Directions
Give the part below that opens with the line containing "One point per instance, each like (190, 157)." and runs through the last of the rows as a Markdown table with the columns "No." and "Line". Number each line and leave out any blank lines.

Dataset content
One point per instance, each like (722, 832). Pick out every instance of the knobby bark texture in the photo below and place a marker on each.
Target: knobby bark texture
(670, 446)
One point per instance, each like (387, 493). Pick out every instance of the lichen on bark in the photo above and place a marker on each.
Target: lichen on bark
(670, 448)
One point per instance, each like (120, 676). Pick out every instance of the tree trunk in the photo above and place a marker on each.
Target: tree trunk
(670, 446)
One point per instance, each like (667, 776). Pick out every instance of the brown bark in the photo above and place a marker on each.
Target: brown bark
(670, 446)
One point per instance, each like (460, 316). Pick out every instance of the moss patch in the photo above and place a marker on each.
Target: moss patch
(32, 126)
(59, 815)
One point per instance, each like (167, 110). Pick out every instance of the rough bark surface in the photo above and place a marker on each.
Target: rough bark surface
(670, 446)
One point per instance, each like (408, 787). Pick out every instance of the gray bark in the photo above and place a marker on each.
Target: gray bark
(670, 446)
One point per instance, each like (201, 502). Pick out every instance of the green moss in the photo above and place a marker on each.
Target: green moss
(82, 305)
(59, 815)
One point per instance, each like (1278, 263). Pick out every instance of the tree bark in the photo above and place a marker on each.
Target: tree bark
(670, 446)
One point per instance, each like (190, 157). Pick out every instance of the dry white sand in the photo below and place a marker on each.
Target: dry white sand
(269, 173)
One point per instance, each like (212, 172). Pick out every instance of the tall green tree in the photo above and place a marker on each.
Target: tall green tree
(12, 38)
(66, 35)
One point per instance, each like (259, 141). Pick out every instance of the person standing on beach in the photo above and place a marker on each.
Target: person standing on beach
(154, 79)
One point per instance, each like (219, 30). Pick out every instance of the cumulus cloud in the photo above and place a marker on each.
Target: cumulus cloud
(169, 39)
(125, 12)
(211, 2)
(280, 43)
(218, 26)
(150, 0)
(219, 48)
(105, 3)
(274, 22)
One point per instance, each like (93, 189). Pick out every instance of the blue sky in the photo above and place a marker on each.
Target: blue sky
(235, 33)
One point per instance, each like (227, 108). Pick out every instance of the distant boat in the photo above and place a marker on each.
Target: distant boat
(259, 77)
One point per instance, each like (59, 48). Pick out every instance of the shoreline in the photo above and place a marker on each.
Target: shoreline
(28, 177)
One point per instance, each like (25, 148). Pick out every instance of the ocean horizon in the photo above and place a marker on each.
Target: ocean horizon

Answer below
| No. | Line |
|---|---|
| 1 | One point per instance, each like (190, 157). Pick out every instance of the dry white sand in the photo below and place a marker on each. |
| 2 | Target: dry white sand |
| 3 | (269, 173) |
| 4 | One point per instance, each like (212, 172). Pick out every instance of the tall green tree in the photo above and place a marker on each. |
| 5 | Target: tall green tree |
| 6 | (12, 38) |
| 7 | (66, 35) |
| 8 | One point per instance, each like (259, 141). Pick out every instance of the person standing on beach in the photo above and place a marker on each. |
| 9 | Target: person standing on beach |
| 10 | (154, 79) |
| 11 | One point per instance, each like (219, 30). Pick out every instance of the cumulus cloud in the photo above and place a marker on each. |
| 12 | Target: cumulus cloud |
| 13 | (169, 39) |
| 14 | (125, 12) |
| 15 | (211, 2) |
| 16 | (280, 43) |
| 17 | (218, 26) |
| 18 | (150, 0) |
| 19 | (219, 48) |
| 20 | (105, 3) |
| 21 | (274, 22) |
| 22 | One point per instance, each like (93, 189). Pick out every instance of the blue sky in the photo above and place a marker on each. |
| 23 | Target: blue sky |
| 24 | (235, 33) |
| 25 | One point per instance, each like (227, 108). Pick out every instance of the distant boat in the photo above and place a marker on each. |
| 26 | Target: distant boat |
| 27 | (259, 77) |
| 28 | One point per instance, each like (59, 48). Pick out every instance of the shoreline in the photo above and place a marker on each. |
| 29 | Target: shoreline |
| 30 | (28, 177) |
| 31 | One point per instance, each like (25, 148). Pick out every instance of the ocean horizon in the photo above and place a marker on each. |
| 32 | Target: ocean horizon |